━━━ Passage cité ━━━
2. « Cet échec [l'échec scolaire] est surtout celui de l'école, incapable d'accomplir sa mission par enfermement dans une idéologie uniformisatrice dont l'idéologie linguistique n'est qu'une des facettes. Il en résulte non seulement de l'incompréhension mutuelle réelle (ou feinte, de la part des enseignants) entre apprenants et enseignants, mais aussi de l'insécurité linguistique chez les élèves dont les productions langagières sont stigmatisées, avec son corollaire connu d'humiliation, de perte d'estime de soi, de mutisme électif, de désinvestissement voire de sentiment d'injustice, d'indignation et de révolte, dont la "violence verbale" des élèves est perçue comme telle par les enseignants (on a montré qu'elle est souvent une réponse à la violence symbolique, culturelle et verbale que l'institution scolaire et ses représentants exercent contre les élèves notamment ceux qui sont hors des normes standards dominantes de l'école […]). » (p. 88)
━━━
#### Travail à faire:
a – Répondez à ces questions d'après le passage cité sur l'échec scolaire.
(i) De quelle idéologie l'idéologie linguistique n'est-elle qu'une des facettes ?
(ii) Chez quels élèves se manifeste l'insécurité linguistique ?
(iii) À quoi la « violence verbale » des élèves est-elle souvent une réponse ?
b – Indiquez si chaque affirmation s'accorde avec le passage cité sur l'échec scolaire, en répondant par oui ou non et en citant les mots décisifs.
(i) Le passage attribue l'échec scolaire surtout à l'école.
(ii) Selon le passage, l'incompréhension entre apprenants et enseignants est toujours réelle.
(iii) Le mutisme électif figure parmi les conséquences de l'insécurité linguistique.
c – Rédigez la suite du passage cité sur l'échec scolaire à partir de sa dernière phrase.
Le matériel n'entre pas en jeu ici.
━━━ Données extraites ━━━
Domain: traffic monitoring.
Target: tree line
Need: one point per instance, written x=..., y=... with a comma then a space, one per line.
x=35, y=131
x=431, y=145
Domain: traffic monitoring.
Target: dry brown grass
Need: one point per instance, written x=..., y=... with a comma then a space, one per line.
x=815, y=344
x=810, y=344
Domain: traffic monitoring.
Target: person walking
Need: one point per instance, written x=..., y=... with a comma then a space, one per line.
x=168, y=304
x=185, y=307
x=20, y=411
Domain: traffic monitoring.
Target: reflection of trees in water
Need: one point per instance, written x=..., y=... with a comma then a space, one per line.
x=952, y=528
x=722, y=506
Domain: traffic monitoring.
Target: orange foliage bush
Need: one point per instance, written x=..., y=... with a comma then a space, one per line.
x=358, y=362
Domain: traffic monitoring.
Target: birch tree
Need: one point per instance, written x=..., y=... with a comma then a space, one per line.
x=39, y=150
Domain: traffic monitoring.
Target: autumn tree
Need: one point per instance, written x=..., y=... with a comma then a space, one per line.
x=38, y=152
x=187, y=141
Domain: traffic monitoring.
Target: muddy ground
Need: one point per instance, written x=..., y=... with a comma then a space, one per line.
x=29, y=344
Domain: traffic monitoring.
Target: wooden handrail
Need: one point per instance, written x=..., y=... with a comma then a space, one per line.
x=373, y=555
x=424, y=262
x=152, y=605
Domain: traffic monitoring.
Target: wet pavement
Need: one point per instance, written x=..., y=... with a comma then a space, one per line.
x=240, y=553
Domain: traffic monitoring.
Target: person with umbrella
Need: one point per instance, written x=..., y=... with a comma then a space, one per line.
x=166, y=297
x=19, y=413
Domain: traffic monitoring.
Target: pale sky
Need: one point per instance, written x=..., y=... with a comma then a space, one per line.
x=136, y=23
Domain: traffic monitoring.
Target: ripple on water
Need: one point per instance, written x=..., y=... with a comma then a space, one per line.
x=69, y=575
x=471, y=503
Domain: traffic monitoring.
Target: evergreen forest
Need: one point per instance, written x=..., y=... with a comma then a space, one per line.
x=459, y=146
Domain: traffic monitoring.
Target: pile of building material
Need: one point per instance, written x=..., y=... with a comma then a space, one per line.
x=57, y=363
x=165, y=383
━━━
#### Corrigé:
a –
(i) D'une idéologie uniformisatrice.
(ii) Chez les élèves dont les productions langagières sont stigmatisées.
(iii) À la violence symbolique, culturelle et verbale que l'institution scolaire et ses représentants exercent contre les élèves.

b –
(i) Oui : « Cet échec [l'échec scolaire] est surtout celui de l'école ».
(ii) Non : « réelle (ou feinte, de la part des enseignants) ».
(iii) Oui : « avec son corollaire connu d'humiliation, de perte d'estime de soi, de mutisme électif ».

c –
3. « En ce qui concerne le droit au séjour de moyenne ou longue durée en France (au-delà d'un court séjour touristique ou professionnel), la législation française actuelle fait fonctionner dans la plupart des cas un système de discrimination linguistique. Les lois de 2005 sur la "cohésion sociale", de 2006 sur le "contrat d'accueil et d'intégration" et de 2007 sur "la maîtrise de l'immigration, l'intégration et l'asile", les circulaires de 2006 et 2012 sur la régularisation de droit au séjour des parents d'enfants scolarisés en France, posent toutes un critère de "connaissance" ou de "maîtrise" de la langue française. Ainsi, alors que par ailleurs la loi française impose aux couples mariés d'avoir une vie commune, les conjoints étrangers de Français ou d'étrangers/-ères résidant en France ne peuvent obtenir de visa ou de carte de résidant pour accompagner ou rejoindre leur conjoint et pour vivre en France avec leur conjoint et/ou leurs enfants qu'à condition de faire preuve d'une connaissance suffisante de langue française comme garantie supposée de leur intégration effective ou potentielle dans la société française. » (pp. 117-118)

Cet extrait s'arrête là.